- _Referring expression pointing data_:
※ ※ ※
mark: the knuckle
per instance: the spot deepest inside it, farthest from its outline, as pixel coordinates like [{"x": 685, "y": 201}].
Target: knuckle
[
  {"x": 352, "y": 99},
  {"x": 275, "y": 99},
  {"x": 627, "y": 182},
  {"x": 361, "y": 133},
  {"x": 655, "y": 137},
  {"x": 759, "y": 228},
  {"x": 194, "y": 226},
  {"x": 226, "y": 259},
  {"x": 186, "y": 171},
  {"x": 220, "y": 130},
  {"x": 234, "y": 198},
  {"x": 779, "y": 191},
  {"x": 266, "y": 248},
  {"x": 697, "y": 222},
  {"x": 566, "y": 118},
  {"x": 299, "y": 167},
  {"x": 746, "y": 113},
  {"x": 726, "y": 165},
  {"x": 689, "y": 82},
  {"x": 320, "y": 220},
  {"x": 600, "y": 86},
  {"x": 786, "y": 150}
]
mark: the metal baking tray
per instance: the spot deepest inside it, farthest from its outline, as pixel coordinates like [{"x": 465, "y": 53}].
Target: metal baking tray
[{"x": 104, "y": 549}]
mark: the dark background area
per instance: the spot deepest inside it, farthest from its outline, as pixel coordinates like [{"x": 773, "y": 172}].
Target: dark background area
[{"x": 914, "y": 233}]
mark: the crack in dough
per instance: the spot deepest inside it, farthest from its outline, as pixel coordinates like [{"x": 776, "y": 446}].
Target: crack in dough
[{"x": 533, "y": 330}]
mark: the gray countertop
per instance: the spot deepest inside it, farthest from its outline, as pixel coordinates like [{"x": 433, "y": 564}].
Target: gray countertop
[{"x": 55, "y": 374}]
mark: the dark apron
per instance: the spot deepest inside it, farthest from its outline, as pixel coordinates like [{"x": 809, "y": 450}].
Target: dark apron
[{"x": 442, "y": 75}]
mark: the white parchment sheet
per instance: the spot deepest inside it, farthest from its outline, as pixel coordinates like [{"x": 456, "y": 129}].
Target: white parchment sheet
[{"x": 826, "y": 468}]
※ ※ ※
- _Task details_:
Retype the records above exactly, from their first line through the line that contains "mark: the metal baking tray", and stop there.

- _Exercise response_:
mark: the knuckle
per instance: the spot deepest inside it, farthest from its outline, as pixel coordinates like [{"x": 685, "y": 201}].
Target: knuckle
[
  {"x": 352, "y": 99},
  {"x": 275, "y": 99},
  {"x": 627, "y": 182},
  {"x": 361, "y": 133},
  {"x": 655, "y": 137},
  {"x": 759, "y": 228},
  {"x": 194, "y": 226},
  {"x": 226, "y": 259},
  {"x": 186, "y": 171},
  {"x": 220, "y": 130},
  {"x": 234, "y": 198},
  {"x": 779, "y": 191},
  {"x": 266, "y": 248},
  {"x": 697, "y": 222},
  {"x": 566, "y": 118},
  {"x": 299, "y": 167},
  {"x": 746, "y": 113},
  {"x": 726, "y": 165},
  {"x": 689, "y": 82},
  {"x": 320, "y": 220},
  {"x": 600, "y": 86},
  {"x": 786, "y": 150}
]
mark: the metal baking tray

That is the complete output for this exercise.